***** RECORDS SUPPLIED
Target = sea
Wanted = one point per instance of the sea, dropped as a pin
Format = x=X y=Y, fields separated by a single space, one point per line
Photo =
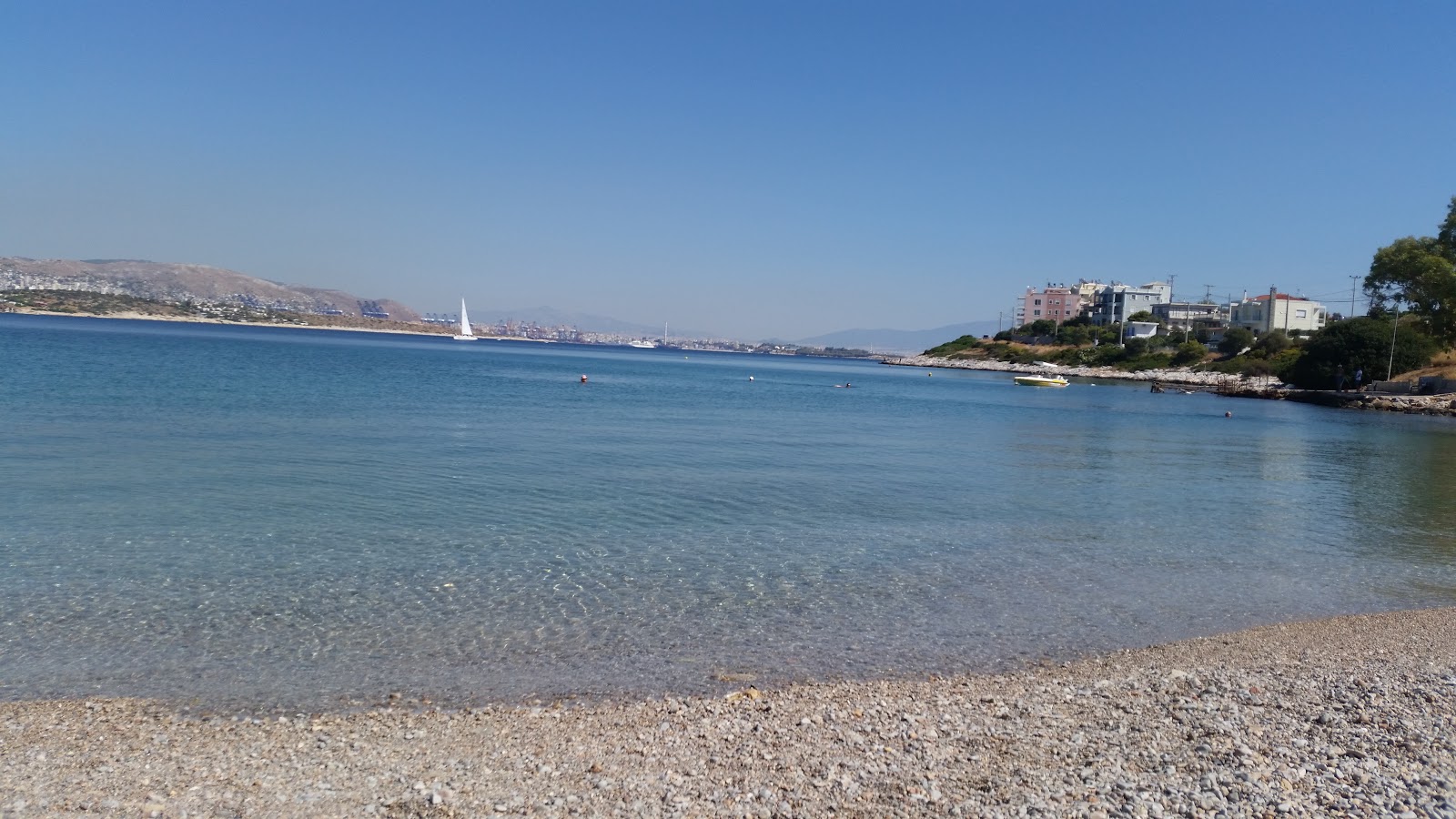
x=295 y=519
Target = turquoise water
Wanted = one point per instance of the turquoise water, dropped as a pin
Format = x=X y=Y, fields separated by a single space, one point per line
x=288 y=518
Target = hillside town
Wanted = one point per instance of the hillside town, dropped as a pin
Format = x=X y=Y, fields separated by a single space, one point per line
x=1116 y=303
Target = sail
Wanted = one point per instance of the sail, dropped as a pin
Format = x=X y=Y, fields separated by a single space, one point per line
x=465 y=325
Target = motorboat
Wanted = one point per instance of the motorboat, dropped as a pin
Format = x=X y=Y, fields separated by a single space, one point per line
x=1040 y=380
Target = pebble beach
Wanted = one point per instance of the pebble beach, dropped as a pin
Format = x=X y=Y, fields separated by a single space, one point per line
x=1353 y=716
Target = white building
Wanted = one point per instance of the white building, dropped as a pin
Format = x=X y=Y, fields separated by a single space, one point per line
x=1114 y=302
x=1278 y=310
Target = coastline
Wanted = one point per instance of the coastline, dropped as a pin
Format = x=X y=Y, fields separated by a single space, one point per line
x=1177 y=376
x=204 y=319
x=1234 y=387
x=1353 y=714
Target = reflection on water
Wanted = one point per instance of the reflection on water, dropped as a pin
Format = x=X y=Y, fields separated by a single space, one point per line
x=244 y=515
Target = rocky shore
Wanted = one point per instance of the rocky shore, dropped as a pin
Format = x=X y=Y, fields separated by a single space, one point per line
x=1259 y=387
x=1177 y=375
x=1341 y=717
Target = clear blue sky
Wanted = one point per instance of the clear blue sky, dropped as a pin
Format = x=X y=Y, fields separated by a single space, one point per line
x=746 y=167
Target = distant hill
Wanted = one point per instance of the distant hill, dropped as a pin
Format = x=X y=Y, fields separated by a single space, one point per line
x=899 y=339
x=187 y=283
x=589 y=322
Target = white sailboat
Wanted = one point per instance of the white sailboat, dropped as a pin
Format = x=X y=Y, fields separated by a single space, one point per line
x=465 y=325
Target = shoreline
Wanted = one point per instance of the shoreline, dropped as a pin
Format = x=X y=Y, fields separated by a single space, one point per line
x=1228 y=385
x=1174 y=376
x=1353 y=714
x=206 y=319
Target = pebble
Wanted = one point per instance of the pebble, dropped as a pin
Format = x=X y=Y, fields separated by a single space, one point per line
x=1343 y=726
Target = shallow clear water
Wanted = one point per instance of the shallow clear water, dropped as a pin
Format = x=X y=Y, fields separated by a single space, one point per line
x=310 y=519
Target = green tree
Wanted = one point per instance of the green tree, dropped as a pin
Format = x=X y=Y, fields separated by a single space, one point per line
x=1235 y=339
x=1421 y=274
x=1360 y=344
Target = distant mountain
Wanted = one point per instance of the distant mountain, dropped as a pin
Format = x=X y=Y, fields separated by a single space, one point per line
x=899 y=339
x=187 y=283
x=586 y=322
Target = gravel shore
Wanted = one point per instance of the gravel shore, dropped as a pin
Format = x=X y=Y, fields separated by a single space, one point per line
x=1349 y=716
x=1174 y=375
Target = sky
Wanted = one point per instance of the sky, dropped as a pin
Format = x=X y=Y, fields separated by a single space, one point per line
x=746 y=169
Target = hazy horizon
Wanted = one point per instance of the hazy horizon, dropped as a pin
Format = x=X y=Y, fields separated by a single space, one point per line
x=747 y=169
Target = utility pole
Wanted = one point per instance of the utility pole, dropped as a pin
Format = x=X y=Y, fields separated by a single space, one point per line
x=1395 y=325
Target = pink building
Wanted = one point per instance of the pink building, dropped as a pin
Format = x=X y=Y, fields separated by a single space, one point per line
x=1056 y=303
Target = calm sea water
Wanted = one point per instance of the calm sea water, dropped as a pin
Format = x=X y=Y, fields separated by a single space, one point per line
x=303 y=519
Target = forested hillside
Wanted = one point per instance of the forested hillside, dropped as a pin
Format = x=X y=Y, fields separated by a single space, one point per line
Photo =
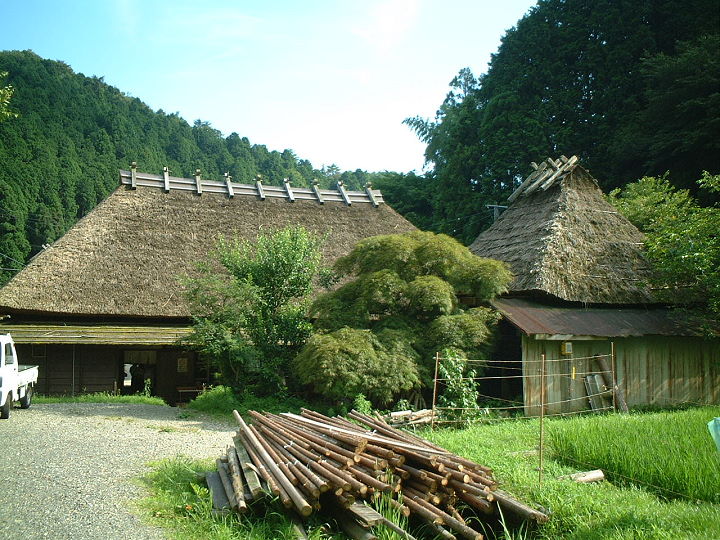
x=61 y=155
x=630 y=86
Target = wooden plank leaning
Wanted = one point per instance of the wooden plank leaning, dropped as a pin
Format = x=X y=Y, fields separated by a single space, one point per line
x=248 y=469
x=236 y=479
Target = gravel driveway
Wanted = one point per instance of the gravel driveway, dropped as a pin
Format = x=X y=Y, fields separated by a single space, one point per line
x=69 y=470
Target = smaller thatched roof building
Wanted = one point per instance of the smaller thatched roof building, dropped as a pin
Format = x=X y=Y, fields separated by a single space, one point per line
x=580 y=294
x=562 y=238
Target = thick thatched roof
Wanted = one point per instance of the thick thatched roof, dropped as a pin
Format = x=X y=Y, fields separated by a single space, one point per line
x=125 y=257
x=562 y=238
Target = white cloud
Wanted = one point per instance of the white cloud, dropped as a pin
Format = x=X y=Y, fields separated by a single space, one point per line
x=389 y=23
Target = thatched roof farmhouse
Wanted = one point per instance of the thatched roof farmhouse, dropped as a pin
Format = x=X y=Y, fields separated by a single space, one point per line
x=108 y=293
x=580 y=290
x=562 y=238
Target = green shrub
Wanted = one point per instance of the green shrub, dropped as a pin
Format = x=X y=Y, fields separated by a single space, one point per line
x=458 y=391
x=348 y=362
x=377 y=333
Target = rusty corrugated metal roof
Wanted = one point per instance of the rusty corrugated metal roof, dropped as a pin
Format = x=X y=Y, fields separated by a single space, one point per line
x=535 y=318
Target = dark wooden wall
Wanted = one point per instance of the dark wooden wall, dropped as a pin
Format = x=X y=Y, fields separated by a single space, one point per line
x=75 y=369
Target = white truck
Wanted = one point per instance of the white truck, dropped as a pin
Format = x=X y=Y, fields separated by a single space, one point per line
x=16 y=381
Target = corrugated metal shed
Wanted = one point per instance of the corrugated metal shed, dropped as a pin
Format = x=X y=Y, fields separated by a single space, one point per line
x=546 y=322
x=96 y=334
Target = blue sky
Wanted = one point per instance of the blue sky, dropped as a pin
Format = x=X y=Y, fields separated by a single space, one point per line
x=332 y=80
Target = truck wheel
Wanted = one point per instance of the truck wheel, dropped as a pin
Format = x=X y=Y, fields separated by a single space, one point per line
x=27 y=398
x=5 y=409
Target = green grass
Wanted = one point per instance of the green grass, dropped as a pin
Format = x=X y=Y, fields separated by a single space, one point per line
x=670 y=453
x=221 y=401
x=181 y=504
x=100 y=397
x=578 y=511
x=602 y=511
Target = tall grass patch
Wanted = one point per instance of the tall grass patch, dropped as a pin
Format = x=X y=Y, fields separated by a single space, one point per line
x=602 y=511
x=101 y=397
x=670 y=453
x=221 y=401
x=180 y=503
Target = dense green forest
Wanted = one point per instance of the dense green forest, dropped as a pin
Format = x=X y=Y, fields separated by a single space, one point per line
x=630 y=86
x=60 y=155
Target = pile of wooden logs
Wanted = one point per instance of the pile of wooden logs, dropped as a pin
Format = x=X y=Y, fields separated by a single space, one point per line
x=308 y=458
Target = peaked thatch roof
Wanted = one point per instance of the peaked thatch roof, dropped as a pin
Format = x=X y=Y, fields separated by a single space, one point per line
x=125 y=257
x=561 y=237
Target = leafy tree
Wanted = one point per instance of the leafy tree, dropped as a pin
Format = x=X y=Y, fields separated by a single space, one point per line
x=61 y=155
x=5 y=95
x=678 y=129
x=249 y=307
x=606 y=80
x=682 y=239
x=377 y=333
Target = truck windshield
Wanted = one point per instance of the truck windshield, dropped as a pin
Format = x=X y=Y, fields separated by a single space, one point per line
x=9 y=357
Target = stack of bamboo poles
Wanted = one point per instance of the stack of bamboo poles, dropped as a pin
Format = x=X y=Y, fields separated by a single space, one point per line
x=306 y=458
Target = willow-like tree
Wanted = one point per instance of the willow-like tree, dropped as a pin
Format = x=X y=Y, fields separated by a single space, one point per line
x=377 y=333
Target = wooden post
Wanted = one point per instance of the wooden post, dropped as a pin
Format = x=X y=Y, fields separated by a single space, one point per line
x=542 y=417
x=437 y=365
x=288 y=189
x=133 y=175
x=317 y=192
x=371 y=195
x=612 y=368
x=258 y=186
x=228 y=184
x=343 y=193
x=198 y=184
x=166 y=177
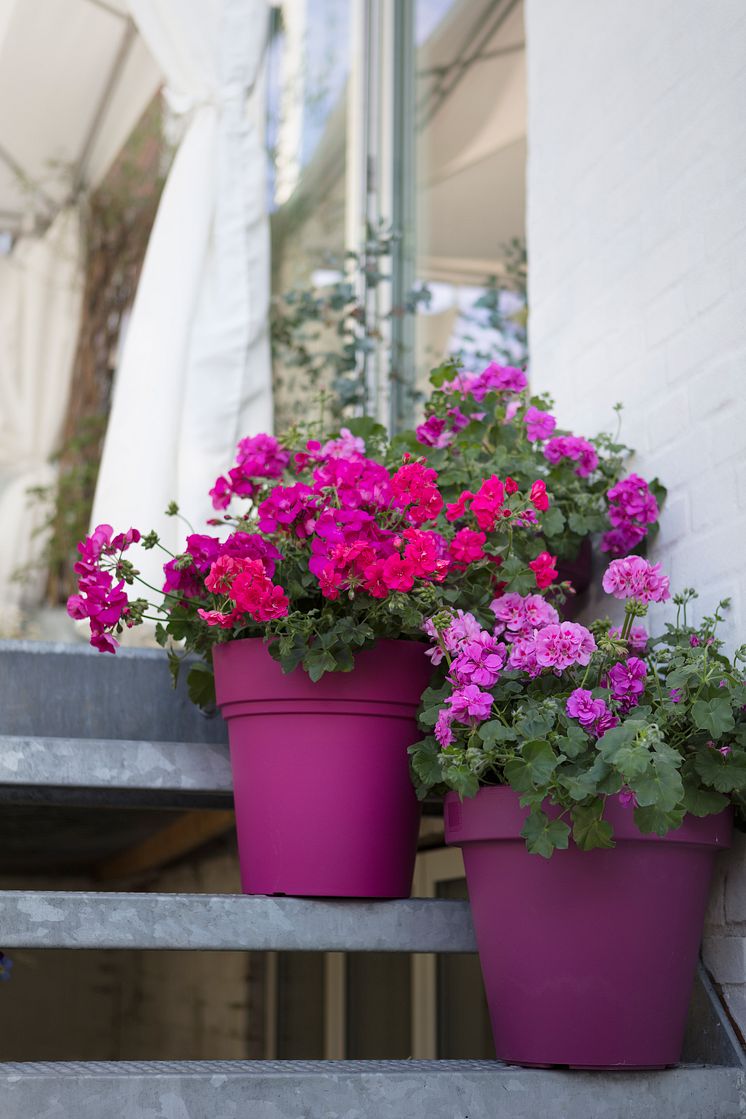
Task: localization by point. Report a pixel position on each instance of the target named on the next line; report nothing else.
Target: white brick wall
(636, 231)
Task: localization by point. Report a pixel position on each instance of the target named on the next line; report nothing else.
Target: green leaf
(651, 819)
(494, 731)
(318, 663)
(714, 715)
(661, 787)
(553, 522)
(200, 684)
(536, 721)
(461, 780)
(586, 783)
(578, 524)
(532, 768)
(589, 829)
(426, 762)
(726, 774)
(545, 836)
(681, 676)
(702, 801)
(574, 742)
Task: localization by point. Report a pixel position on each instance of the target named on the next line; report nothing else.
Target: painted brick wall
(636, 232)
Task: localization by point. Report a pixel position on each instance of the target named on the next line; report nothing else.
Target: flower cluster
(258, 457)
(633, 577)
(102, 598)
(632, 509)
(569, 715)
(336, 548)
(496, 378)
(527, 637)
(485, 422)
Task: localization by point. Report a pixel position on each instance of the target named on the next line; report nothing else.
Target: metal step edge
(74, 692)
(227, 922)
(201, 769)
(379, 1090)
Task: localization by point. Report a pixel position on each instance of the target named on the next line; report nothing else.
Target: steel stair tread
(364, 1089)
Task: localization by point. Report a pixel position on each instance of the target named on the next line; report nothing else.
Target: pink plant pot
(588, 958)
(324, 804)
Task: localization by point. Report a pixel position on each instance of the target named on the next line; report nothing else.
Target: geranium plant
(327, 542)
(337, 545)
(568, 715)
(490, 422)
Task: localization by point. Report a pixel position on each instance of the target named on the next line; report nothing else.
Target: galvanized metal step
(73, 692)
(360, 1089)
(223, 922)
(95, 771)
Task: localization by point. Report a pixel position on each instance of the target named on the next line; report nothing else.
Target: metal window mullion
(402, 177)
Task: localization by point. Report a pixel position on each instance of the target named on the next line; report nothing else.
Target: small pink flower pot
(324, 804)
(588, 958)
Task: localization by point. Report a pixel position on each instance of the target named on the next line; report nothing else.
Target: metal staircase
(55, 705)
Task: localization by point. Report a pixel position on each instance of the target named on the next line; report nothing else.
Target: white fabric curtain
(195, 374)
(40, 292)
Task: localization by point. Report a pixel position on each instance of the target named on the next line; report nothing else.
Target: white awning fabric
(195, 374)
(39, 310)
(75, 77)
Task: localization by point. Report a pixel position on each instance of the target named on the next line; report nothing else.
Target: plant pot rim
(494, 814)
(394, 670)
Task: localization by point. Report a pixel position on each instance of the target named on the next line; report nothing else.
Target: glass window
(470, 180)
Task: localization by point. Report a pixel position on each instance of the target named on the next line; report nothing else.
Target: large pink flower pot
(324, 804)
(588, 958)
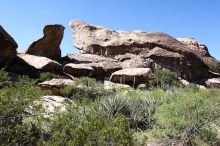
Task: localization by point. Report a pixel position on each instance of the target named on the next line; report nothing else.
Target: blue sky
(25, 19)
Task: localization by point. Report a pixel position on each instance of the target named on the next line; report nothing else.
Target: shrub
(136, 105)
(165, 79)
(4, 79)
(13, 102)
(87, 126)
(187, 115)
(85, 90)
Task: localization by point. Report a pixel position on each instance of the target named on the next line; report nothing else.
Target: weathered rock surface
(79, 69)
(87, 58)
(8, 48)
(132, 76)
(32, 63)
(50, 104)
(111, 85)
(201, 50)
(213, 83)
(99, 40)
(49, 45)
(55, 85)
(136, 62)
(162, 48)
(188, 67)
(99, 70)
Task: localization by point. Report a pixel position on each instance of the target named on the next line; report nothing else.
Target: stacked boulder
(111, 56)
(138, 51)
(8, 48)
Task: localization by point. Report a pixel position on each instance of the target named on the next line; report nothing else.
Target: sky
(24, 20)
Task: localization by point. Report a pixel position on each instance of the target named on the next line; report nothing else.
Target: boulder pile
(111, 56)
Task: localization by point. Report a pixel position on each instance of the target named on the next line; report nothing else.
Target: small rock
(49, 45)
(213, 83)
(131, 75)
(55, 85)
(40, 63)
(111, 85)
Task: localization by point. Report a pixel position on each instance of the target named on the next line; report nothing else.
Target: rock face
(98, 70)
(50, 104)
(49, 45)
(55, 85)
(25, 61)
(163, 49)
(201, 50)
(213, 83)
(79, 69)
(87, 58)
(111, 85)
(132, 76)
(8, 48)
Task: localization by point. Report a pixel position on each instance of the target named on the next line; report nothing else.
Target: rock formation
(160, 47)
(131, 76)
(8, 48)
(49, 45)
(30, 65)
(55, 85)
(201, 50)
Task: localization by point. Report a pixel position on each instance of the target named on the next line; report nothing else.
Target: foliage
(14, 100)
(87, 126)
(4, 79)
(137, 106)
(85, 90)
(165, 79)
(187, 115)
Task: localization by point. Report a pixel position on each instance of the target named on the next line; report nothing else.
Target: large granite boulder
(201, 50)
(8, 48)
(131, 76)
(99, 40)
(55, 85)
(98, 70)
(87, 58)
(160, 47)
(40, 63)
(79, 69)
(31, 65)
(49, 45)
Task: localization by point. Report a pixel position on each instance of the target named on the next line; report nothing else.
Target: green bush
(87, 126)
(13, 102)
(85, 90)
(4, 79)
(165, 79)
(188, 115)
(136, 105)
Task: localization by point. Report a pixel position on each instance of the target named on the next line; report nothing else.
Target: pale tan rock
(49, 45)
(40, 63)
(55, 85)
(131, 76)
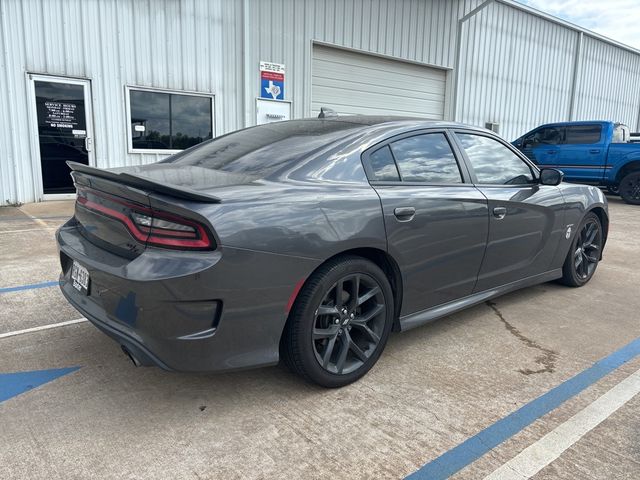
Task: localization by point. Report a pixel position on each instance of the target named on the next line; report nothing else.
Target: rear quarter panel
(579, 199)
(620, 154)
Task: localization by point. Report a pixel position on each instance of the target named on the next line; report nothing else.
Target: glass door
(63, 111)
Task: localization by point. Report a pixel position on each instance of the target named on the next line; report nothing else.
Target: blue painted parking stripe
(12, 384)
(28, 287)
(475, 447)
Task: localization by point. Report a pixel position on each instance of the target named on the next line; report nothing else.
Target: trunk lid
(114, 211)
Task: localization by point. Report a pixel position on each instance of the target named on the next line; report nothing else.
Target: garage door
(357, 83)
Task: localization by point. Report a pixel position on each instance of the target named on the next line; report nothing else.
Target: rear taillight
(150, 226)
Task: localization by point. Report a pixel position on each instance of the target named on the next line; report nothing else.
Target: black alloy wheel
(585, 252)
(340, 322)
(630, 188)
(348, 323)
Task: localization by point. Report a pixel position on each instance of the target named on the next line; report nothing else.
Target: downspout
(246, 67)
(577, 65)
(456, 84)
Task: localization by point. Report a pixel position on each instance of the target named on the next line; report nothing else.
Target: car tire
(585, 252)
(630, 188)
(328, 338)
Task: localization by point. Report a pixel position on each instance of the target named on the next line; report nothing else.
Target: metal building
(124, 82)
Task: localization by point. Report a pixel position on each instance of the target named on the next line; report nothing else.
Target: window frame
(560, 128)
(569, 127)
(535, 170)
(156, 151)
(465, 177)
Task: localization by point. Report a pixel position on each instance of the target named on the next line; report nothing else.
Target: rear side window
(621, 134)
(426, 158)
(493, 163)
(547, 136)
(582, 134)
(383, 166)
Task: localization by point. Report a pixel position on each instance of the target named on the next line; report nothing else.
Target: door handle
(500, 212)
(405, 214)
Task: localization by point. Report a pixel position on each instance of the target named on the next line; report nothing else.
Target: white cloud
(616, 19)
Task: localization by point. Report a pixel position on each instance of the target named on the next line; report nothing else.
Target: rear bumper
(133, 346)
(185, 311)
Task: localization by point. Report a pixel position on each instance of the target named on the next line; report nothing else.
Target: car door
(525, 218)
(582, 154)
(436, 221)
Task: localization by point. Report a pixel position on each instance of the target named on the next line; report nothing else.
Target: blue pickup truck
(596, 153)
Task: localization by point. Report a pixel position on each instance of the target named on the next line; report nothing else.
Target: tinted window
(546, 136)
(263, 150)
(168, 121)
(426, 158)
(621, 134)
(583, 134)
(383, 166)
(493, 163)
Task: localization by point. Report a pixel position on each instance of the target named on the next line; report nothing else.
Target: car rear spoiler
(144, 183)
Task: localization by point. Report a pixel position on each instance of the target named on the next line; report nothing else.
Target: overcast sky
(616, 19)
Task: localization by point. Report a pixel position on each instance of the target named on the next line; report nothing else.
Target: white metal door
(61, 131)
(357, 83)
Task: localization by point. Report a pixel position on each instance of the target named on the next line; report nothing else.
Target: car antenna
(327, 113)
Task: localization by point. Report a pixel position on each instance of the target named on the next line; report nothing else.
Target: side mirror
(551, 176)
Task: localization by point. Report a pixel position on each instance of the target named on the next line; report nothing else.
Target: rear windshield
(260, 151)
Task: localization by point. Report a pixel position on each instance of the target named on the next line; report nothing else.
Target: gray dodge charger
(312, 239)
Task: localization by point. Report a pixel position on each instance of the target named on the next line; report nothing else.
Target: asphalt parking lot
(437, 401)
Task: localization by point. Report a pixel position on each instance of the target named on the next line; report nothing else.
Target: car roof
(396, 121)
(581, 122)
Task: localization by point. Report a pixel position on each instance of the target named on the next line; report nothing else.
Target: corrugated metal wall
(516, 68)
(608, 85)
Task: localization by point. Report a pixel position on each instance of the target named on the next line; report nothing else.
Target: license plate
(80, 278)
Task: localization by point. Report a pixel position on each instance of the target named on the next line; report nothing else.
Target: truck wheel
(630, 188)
**********
§ **WHAT THE TASK ASKS**: How many lines of the records above contain the word "smaller"? Give only the number.

§ **SOLUTION**: 2